[Pointing listing]
***

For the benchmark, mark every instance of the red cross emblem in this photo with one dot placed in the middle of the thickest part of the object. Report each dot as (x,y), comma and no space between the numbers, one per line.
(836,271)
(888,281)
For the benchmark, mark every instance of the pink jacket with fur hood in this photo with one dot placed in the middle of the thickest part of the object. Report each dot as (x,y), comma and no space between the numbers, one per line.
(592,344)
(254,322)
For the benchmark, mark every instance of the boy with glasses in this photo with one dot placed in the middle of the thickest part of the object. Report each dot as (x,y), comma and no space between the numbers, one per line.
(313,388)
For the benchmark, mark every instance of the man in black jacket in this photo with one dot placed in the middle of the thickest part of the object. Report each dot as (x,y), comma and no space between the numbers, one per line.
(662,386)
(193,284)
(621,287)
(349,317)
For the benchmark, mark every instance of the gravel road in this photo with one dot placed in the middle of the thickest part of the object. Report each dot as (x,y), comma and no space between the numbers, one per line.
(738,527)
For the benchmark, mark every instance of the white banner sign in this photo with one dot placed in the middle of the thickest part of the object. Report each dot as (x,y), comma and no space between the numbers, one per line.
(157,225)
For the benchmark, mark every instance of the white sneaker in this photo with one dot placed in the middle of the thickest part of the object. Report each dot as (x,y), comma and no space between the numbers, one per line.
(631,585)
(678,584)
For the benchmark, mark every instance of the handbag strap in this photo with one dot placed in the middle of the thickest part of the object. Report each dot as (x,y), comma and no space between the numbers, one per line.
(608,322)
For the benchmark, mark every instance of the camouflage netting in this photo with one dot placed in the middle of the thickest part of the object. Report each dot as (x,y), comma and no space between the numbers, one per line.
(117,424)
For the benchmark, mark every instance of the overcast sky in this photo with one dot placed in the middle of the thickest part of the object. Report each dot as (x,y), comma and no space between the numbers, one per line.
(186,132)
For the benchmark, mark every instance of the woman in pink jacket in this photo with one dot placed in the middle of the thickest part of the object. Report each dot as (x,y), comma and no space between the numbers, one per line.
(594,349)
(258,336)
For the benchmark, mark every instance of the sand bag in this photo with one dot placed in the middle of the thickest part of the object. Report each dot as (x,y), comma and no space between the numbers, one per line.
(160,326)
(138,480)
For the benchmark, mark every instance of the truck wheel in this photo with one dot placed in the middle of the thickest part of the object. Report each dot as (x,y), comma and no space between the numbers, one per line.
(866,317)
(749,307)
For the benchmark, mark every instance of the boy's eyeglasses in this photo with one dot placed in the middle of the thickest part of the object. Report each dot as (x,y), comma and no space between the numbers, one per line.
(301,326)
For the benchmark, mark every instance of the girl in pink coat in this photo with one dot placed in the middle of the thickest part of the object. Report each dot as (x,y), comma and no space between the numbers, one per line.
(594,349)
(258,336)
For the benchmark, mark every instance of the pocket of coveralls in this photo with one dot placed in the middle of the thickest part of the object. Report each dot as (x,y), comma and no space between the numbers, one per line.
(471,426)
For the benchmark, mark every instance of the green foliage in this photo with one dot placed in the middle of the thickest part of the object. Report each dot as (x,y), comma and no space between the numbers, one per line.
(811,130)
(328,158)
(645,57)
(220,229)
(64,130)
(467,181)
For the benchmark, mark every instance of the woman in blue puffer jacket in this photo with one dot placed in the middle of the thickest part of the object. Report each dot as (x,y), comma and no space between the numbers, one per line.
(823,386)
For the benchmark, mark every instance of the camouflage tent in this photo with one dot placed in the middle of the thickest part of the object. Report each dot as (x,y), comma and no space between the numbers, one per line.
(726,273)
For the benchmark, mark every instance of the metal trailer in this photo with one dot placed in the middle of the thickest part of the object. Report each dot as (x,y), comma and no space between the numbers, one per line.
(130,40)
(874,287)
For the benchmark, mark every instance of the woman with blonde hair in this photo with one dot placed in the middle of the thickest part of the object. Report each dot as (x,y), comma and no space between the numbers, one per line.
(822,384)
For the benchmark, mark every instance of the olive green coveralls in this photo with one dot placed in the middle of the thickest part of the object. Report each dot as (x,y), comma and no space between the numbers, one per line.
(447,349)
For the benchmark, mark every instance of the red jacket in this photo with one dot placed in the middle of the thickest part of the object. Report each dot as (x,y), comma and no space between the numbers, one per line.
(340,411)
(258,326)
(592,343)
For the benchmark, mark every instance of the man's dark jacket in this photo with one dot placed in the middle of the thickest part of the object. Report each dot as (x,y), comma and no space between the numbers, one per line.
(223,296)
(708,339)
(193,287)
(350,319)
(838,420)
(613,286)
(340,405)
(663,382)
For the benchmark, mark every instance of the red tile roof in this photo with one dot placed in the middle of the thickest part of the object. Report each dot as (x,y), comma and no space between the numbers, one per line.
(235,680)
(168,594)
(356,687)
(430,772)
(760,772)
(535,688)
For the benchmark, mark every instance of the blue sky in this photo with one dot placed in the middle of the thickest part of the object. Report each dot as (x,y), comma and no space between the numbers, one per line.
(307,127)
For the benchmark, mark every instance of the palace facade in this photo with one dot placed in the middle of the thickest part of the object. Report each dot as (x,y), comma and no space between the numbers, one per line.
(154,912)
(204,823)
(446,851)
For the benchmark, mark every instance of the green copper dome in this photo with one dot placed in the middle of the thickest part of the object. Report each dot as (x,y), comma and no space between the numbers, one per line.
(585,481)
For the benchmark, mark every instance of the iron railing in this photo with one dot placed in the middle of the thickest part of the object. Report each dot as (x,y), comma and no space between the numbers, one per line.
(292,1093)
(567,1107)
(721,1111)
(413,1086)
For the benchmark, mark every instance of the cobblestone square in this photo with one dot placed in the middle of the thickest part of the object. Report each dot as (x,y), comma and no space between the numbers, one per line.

***

## To be done
Output every line of the listing above as a JSON list of strings, one string per line, with blank lines left out.

## Result
[
  "For the benchmark, mark every instance of the red cross emblem in this photo with one dot placed in the middle of the thickest part of the object. Report each dot as (x,y), comma and no space between the numbers, one per line.",
  "(836,271)",
  "(888,281)",
  "For the benchmark, mark every instance of the pink jacket with fur hood in this photo with one dot placed in the middle of the thickest part of the object. Report each dot as (x,y), comma and no space between the numbers, one per line.",
  "(592,344)",
  "(254,322)",
  "For the benchmark, mark every instance of the boy with glasses in this photo with one dot placed in the middle of the thickest part of the object. Report each dot as (x,y), comma and no space between the numbers, one per line.",
  "(313,388)",
  "For the benchmark, mark every instance of the man in black jacket in this photo with one dot placed in the middle of the thickest part of the object. Report each dot as (x,y), comma and no space between the numbers, one per line.",
  "(662,386)",
  "(193,284)",
  "(621,287)",
  "(349,317)",
  "For the benchmark, mark every instance of the gravel road in this photo with one dot placed in the middle of the thickest part of the object. Report each dot as (x,y), comma and no space between the numbers, one per line.",
  "(738,527)",
  "For the benchmark, mark every instance of the white banner sign in this photo with one dot placed in the middle of the thickest part of the object. Report each dot as (x,y), comma and no space between the numbers, one per line.",
  "(157,225)",
  "For the benchmark, mark every instance of the white sneaker in this photo with one dot placed in the middle of the thickest part of the object. Report each dot as (x,y), comma and no space between the numbers, one per line.",
  "(631,585)",
  "(678,584)",
  "For the benchmark, mark every instance of the handbag strap in this photo with one dot placed in the middle of the thickest part of the object. Report each dot as (x,y), comma and no space between the numbers, one per line.",
  "(608,322)",
  "For the benchmark, mark every instance of the camouflage netting in this photo with one dot placed in the middle of the thickest part of the object. Report each dot as (x,y), comma and no space between the numbers, one per line.",
  "(117,424)",
  "For the benchmark, mark every instance of the overcast sky in this photo with one dot placed in the middle of the thickest part of the object. Report each dot as (x,y), comma and no space between the numbers, one per line.",
  "(186,132)",
  "For the benchmark, mark every instance of the woman in pink jacket in this photo with one dot placed in the middle of the thickest part of the object. Report each dot as (x,y), comma and no space between the numbers, one per line.",
  "(594,349)",
  "(258,336)",
  "For the benchmark, mark every instance of the sand bag in this photo with one dot placed in the middle of the thickest part of the object. Report each dot as (x,y), comma and no space between the numbers, one per line.",
  "(160,326)",
  "(138,480)",
  "For the benchmark, mark every instance of the truck wheel in this photo with one dot placed in the middle of the thickest part of the object. Report each dot as (x,y), comma and no space between the numbers, one per line.",
  "(866,317)",
  "(749,307)",
  "For the benchmark, mark every instance of the boy's eyeglasses in this photo with one dot placed in the middle of the thickest part of the object. Report each dot as (x,y), comma and no space between the numbers, one per line.",
  "(301,326)",
  "For the benchmark, mark every instance of the girl in pink coat in this photo with one dot placed in the middle of the thickest part of the object. Report each dot as (x,y), comma and no space between the numbers, one per line.",
  "(594,349)",
  "(258,336)",
  "For the benchmark, mark every instance of the pocket of coveralls in this photo with one dot placed in the middle of the thickest part of the object. Report each dot as (x,y), comma and no space between the numbers, one per line.",
  "(471,426)",
  "For the benchmark, mark every instance of the green foliage in this photo with one dot placed in the middle of the thickest part of the object. Report each dot as (x,y), comma and no space between the numbers, one per line.",
  "(811,130)",
  "(328,158)",
  "(645,57)",
  "(220,229)",
  "(64,130)",
  "(467,181)",
  "For the benchmark, mark every instance of the woman in blue puffer jacket in this photo with one dot placed in the middle of the thickest part of the object. Report each dot as (x,y), comma and no space between the numbers, one per line.",
  "(823,386)",
  "For the benchmark, mark every instance of the camouflage tent in this photo with one dot placed in the middle of the thickest part of the object. Report each dot as (x,y), comma and no space between the numbers, one per line.",
  "(726,273)",
  "For the benchmark, mark every instance of the metal trailer in this photo with one dot placed in the middle of the thickest part of the object. Report each dot as (x,y), comma and no space between the numbers, one per line.",
  "(130,40)",
  "(874,287)",
  "For the benchmark, mark every instance of the woman with blonde hair in this photo with one dot placed in the middle of the thickest part of the object. Report each dot as (x,y), comma and no space between the numbers, one per line.",
  "(822,384)",
  "For the benchmark, mark every instance of the olive green coveralls in this photo with one dot placed in the middle of the thickest part of the object. Report each dot as (x,y), comma and no space between the numbers, one per line.",
  "(447,349)",
  "For the benchmark, mark every instance of the red jacket in this photo with one dot placed in the middle of the thickest part of the object. Report each dot as (x,y), comma and no space between the numbers, one per line.",
  "(340,411)",
  "(258,326)",
  "(592,343)",
  "For the benchmark, mark every instance of the man's dark jacket in this photo with one dot placed in the middle of the thickest part of the object. Report each dot as (x,y), comma and no space between the numbers, one per line.",
  "(223,296)",
  "(708,339)",
  "(193,287)",
  "(350,319)",
  "(838,420)",
  "(613,286)",
  "(340,405)",
  "(663,382)",
  "For the benchmark, mark every instance of the red tile roof in this photo with one dot placed in the middle of the thickest part of the object. Report each dot as (x,y), comma and no space between the numbers, one per line.",
  "(235,680)",
  "(168,594)",
  "(356,687)",
  "(430,772)",
  "(760,772)",
  "(535,688)",
  "For the benchmark, mark every instance of the blue sky in this photo with one dot placed in the middle of the thickest part of the object. Report each dot as (x,y), comma and no space between the numbers, one per line.",
  "(307,127)",
  "For the benchmark, mark every instance of the palace facade in this photo with one dot placed in the middle of the thickest part of the object. Report each dot as (x,y), comma and no space between the numbers, one per line.",
  "(154,912)",
  "(204,823)",
  "(446,851)",
  "For the benchmark, mark every instance of the green copper dome in this photo with one dot placed in the middle of the thickest part of the object. Report each dot as (x,y), comma and no space between the numbers, one per line.",
  "(585,481)",
  "For the benchmark, mark every instance of the iron railing in this photo with one dot placed in the middle of the thickest part of the object. Report each dot as (x,y), comma and no space between the numbers, one per line.",
  "(292,1093)",
  "(567,1107)",
  "(721,1111)",
  "(413,1086)",
  "For the benchmark, mark every instance of the cobblestone square in this photo with one dot placed in the middle of the thickest part of the object. Report each dot as (x,y), comma and no space between the numbers, one per line."
]